> _Exercise description_
Copy the data below exactly.

> _Dataset entries_

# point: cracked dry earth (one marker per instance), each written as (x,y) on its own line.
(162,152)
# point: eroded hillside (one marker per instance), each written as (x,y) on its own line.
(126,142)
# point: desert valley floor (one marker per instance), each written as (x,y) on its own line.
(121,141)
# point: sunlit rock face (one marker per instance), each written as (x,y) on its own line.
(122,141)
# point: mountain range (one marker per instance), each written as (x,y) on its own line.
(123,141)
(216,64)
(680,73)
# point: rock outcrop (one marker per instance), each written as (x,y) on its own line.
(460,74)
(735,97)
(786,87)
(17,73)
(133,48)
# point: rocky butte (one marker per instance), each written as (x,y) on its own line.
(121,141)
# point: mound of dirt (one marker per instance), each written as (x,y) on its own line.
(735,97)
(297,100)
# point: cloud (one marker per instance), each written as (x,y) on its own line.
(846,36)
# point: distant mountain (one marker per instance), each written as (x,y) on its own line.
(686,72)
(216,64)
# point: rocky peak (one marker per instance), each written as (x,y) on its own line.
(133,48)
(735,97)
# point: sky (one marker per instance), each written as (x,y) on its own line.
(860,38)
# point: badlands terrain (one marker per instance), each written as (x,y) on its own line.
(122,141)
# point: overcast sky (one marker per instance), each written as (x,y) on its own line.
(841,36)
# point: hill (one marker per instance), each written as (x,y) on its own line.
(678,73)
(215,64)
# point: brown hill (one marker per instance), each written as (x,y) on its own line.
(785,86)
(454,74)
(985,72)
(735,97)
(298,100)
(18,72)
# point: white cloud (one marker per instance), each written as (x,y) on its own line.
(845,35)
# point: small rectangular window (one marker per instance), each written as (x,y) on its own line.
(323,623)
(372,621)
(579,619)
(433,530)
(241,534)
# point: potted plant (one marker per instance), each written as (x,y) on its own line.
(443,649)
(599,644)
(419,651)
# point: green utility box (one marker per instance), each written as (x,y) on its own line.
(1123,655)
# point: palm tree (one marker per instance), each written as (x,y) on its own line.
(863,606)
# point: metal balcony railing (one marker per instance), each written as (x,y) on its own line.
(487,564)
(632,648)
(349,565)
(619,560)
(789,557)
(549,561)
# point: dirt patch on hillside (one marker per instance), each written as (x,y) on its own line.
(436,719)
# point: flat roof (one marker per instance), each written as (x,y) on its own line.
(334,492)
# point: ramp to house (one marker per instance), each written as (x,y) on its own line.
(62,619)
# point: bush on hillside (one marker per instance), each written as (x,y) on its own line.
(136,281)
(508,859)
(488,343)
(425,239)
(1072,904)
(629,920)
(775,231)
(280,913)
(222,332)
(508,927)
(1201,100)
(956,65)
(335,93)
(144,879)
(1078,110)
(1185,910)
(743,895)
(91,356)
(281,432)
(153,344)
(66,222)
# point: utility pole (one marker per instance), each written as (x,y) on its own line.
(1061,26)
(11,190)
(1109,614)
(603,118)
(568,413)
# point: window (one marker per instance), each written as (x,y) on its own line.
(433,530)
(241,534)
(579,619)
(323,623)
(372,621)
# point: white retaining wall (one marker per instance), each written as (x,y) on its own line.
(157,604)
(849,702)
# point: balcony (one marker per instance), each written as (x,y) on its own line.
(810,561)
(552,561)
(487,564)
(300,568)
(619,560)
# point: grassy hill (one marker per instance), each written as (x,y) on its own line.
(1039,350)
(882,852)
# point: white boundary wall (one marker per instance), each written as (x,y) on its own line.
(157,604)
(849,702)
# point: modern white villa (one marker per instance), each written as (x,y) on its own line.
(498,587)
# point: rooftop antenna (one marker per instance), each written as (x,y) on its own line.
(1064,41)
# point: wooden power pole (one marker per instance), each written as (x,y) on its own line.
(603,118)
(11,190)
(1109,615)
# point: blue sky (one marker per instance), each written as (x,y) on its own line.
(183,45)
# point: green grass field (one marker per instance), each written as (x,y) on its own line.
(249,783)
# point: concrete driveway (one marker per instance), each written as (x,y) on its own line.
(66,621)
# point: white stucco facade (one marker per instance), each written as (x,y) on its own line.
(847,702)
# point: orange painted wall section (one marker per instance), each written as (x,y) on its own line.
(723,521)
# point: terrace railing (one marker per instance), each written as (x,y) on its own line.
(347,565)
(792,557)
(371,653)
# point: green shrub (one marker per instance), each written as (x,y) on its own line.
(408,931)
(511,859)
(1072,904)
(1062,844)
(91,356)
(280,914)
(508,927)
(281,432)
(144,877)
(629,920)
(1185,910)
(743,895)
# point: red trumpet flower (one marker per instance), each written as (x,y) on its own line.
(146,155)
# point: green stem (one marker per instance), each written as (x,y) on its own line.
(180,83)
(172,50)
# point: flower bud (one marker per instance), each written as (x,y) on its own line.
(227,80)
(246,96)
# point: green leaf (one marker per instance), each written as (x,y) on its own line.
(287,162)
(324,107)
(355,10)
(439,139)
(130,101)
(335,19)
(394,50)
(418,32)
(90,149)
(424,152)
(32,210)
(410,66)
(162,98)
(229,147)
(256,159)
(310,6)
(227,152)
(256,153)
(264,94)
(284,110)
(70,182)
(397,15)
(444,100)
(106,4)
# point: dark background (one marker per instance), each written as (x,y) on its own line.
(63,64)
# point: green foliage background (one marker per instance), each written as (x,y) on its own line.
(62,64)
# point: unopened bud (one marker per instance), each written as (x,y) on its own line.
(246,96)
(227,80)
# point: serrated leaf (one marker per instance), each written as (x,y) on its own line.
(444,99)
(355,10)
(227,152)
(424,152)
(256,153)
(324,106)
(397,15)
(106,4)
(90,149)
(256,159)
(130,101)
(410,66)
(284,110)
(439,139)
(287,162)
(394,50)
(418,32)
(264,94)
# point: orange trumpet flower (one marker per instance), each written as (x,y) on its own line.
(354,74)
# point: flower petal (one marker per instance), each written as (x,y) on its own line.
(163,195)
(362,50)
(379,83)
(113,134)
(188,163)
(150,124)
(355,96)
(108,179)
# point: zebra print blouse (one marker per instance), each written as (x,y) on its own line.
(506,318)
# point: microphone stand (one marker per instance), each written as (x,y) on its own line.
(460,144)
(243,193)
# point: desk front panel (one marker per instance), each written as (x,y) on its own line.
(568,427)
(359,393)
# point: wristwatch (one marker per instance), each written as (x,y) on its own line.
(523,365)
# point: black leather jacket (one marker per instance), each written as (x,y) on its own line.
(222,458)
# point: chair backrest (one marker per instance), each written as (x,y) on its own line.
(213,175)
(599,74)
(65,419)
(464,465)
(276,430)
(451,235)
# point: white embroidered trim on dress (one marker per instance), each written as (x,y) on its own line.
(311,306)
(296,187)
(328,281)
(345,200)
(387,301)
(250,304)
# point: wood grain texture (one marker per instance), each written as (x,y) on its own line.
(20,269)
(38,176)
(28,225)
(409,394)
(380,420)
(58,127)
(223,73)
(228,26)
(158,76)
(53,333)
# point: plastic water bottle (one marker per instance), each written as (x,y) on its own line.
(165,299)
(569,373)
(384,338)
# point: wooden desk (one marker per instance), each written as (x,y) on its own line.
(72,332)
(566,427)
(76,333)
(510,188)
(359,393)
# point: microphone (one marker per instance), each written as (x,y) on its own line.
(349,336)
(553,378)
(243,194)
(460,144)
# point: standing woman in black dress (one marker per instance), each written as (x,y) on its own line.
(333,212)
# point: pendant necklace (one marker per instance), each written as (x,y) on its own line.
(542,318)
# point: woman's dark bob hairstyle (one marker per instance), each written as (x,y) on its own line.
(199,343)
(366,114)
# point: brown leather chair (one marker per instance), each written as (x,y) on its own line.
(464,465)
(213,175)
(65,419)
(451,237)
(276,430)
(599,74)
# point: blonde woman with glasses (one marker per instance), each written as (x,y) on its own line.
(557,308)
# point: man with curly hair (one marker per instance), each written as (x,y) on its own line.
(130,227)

> _Answer to the problem_
# point: cracked dry earth (one marker per instance), each written as (x,y) on its own line.
(162,152)
# point: eroded hillside (one marker per instance), each written as (x,y) on its own line.
(126,142)
# point: desert valley floor (one marker per instance), each written as (x,y) on its own line.
(121,141)
# point: sunlit rock face (one marker per instance), each written as (x,y) on its own line.
(122,141)
# point: mountain range (one marker per instance), each written as (x,y) on its own line.
(123,141)
(216,64)
(680,73)
# point: rock outcrop (one marker per instance), each written as (x,y) on its own line.
(460,74)
(735,97)
(786,87)
(17,73)
(133,48)
# point: rocky butte (one marker per instance), each written as (x,y) on its own line.
(121,141)
# point: mound of dirt (one marker per instance), each written as (x,y) on its own line.
(735,97)
(297,100)
# point: cloud (one marker per instance), each written as (x,y) on its own line.
(846,36)
# point: distant mountain (one marker per instance), each written as (x,y) on its own line.
(686,72)
(216,64)
# point: rocky peak (one marker per instance), each written as (x,y) on its own line.
(133,48)
(735,97)
# point: sky (one marker per instance), each written as (x,y) on its own line.
(860,38)
# point: badlands terrain (one marker per instance), each written as (x,y) on its own line.
(122,141)
# point: overcast sky (one marker per instance), each written as (x,y) on its own line.
(841,36)
# point: hill (one marker per instance), each written as (x,y) on its own line.
(678,73)
(215,64)
# point: brown hill (one marker per instance), each written as (x,y) on its own line.
(785,86)
(454,74)
(985,72)
(735,97)
(298,100)
(18,72)
# point: white cloud (one marker per instance), each written as (x,y) on its own line.
(845,35)
# point: small rectangular window (one marker per instance), each written as (x,y) on its own line.
(323,623)
(372,621)
(579,619)
(433,530)
(241,534)
# point: potted plant (one marker per instance), each written as (x,y) on its own line.
(443,649)
(599,644)
(419,651)
# point: green utility box (one marker per instance), each written as (x,y) on its own line.
(1123,655)
# point: palm tree (one marker per instance), each written as (x,y) on its own line.
(863,606)
# point: metal balcony railing (one marker per instance), each written as (x,y) on its own line.
(487,564)
(632,648)
(349,565)
(619,560)
(789,557)
(549,561)
# point: dirt patch on hillside (one marker per instance), each written as (x,y) on its own line.
(436,719)
# point: flat roof (one marker per instance), each written as (x,y) on its own line.
(334,492)
# point: ramp to house (one marker per instance), each written as (x,y) on its own line.
(62,619)
# point: bush on hillside (one marker per instance), each written as (x,y) on its own line.
(136,281)
(508,859)
(488,343)
(425,239)
(1072,904)
(629,920)
(775,231)
(280,913)
(222,332)
(508,927)
(1201,100)
(956,65)
(335,93)
(144,879)
(1078,110)
(1185,910)
(743,895)
(91,356)
(281,432)
(153,344)
(66,222)
# point: utility pole (one marker per instance), each written as (x,y) on its own line.
(1061,26)
(11,190)
(1109,614)
(603,118)
(568,413)
# point: window (one marker per instance), each written as (x,y) on its own line.
(433,530)
(241,534)
(579,619)
(323,623)
(372,621)
# point: white retaining wall (one marker per instance), each written as (x,y) on its own line.
(157,604)
(849,702)
# point: balcony (one marker per instance), each written as (x,y) on its own line.
(810,561)
(552,561)
(487,564)
(300,568)
(619,560)
# point: grassy hill (one marker per instance), each written as (x,y) on its own line.
(1039,350)
(882,852)
# point: white boundary wall (one marker per instance), each written as (x,y) on its own line.
(157,604)
(849,702)
# point: modern white villa (one marker per instance), each written as (x,y) on its own line.
(498,587)
# point: rooftop antenna (one marker per instance), each written as (x,y) on its own line.
(1064,41)
# point: wooden power pole (one marker per instance), each written as (x,y) on its own line.
(603,118)
(11,190)
(1109,615)
# point: blue sky (one marker per instance), each written as (x,y) on its own line.
(183,45)
# point: green grass field (one marker per instance), each written as (x,y) on its own line.
(249,783)
# point: concrete driveway (one marker per instance), each written as (x,y) on its own line.
(66,621)
# point: white stucco facade (one marker per instance), each written as (x,y) on its own line.
(847,702)
# point: orange painted wall section (one marker per instance), each written as (x,y) on its own line.
(723,521)
# point: terrace railing (one marker per instance), each written as (x,y) on its own line.
(347,565)
(792,557)
(371,653)
# point: green shrub (one marker per instance), each written as (x,y) on its own line.
(408,931)
(511,859)
(1072,904)
(1062,844)
(91,356)
(280,914)
(508,927)
(281,432)
(144,877)
(629,920)
(1185,910)
(743,895)
# point: red trumpet flower (one marker per instance), each written as (x,y) on its own line.
(146,155)
# point: green stem (one marker per instance), each written as (x,y) on its own line.
(180,83)
(172,50)
# point: flower bud (one marker per instance), each written as (x,y) on its own line.
(227,80)
(246,96)
# point: green leaf (one marker per instance), each written as (x,y) on its own line.
(287,162)
(324,107)
(355,10)
(439,139)
(130,101)
(335,19)
(394,50)
(418,32)
(90,149)
(424,152)
(32,210)
(410,66)
(162,98)
(229,147)
(256,159)
(310,6)
(227,152)
(256,153)
(264,94)
(284,110)
(70,182)
(397,15)
(444,100)
(106,4)
# point: dark background (one marker per instance), each written as (x,y) on its own line.
(63,64)
# point: green foliage background (one marker per instance), each written as (x,y) on its own line.
(62,64)
# point: unopened bud (one marker per instance), each written as (x,y) on its own line.
(246,96)
(227,80)
# point: serrated leaf (one marker per instance), each written as (x,y) on its own line.
(444,99)
(355,10)
(227,152)
(424,152)
(256,153)
(324,106)
(397,15)
(106,4)
(90,149)
(256,159)
(130,101)
(410,66)
(284,110)
(439,139)
(287,162)
(394,50)
(418,32)
(264,94)
# point: orange trumpet flower (one marker per instance), each written as (x,y) on its own line.
(354,74)
# point: flower petal (one marker per instance), each written as (x,y) on its own line.
(163,195)
(362,50)
(379,83)
(113,134)
(188,163)
(150,124)
(355,96)
(108,179)
# point: zebra print blouse (one marker per instance), each written as (x,y) on its own line.
(506,318)
# point: microphone stand (one marker per instance), each written as (x,y) on its own line.
(460,144)
(243,193)
# point: desk front panel (one marker per instance), each written as (x,y) on its own line.
(568,427)
(359,393)
# point: wristwatch (one marker per instance), each written as (x,y) on its own line.
(523,365)
# point: black leather jacket (one marker per instance), each written as (x,y) on its own line.
(222,458)
# point: chair backrest (one marker per instance), each written as (x,y) on its own line.
(213,175)
(599,74)
(65,419)
(464,465)
(276,430)
(451,235)
# point: white embroidered trim on dress (one marker per instance), each written as (x,y) on its own line.
(311,306)
(296,187)
(328,281)
(345,200)
(387,301)
(250,304)
# point: wood grain texture (one marker per instance), each written as (x,y) on its own line.
(20,269)
(38,176)
(28,225)
(409,394)
(380,420)
(58,127)
(223,73)
(228,26)
(158,76)
(53,333)
# point: plastic water bottle (one marker per instance), each written as (x,y) on its own line.
(165,299)
(569,373)
(384,338)
# point: wooden desk (one marker per instance), each written as (x,y) on its own line.
(72,332)
(566,427)
(76,333)
(510,188)
(359,393)
# point: microphone (one marker per instance), each written as (x,y) on its own line.
(349,336)
(553,378)
(243,194)
(460,144)
# point: standing woman in black dress (one marker per instance), each written as (x,y) on its own line.
(333,212)
# point: pendant necklace (one marker per instance), each written as (x,y) on its own line.
(542,318)
# point: woman's dark bob hairstyle (one marker per instance), each written as (x,y) on its own line.
(199,343)
(366,114)
# point: brown leather chair (one marker per instance), each written as (x,y) on its own line.
(464,465)
(213,175)
(65,419)
(451,237)
(276,430)
(599,74)
# point: blonde woman with glasses (one marker per instance), each written as (x,y) on its own line.
(557,308)
# point: man with curly hair (one marker per instance), each written as (x,y) on its own line.
(130,227)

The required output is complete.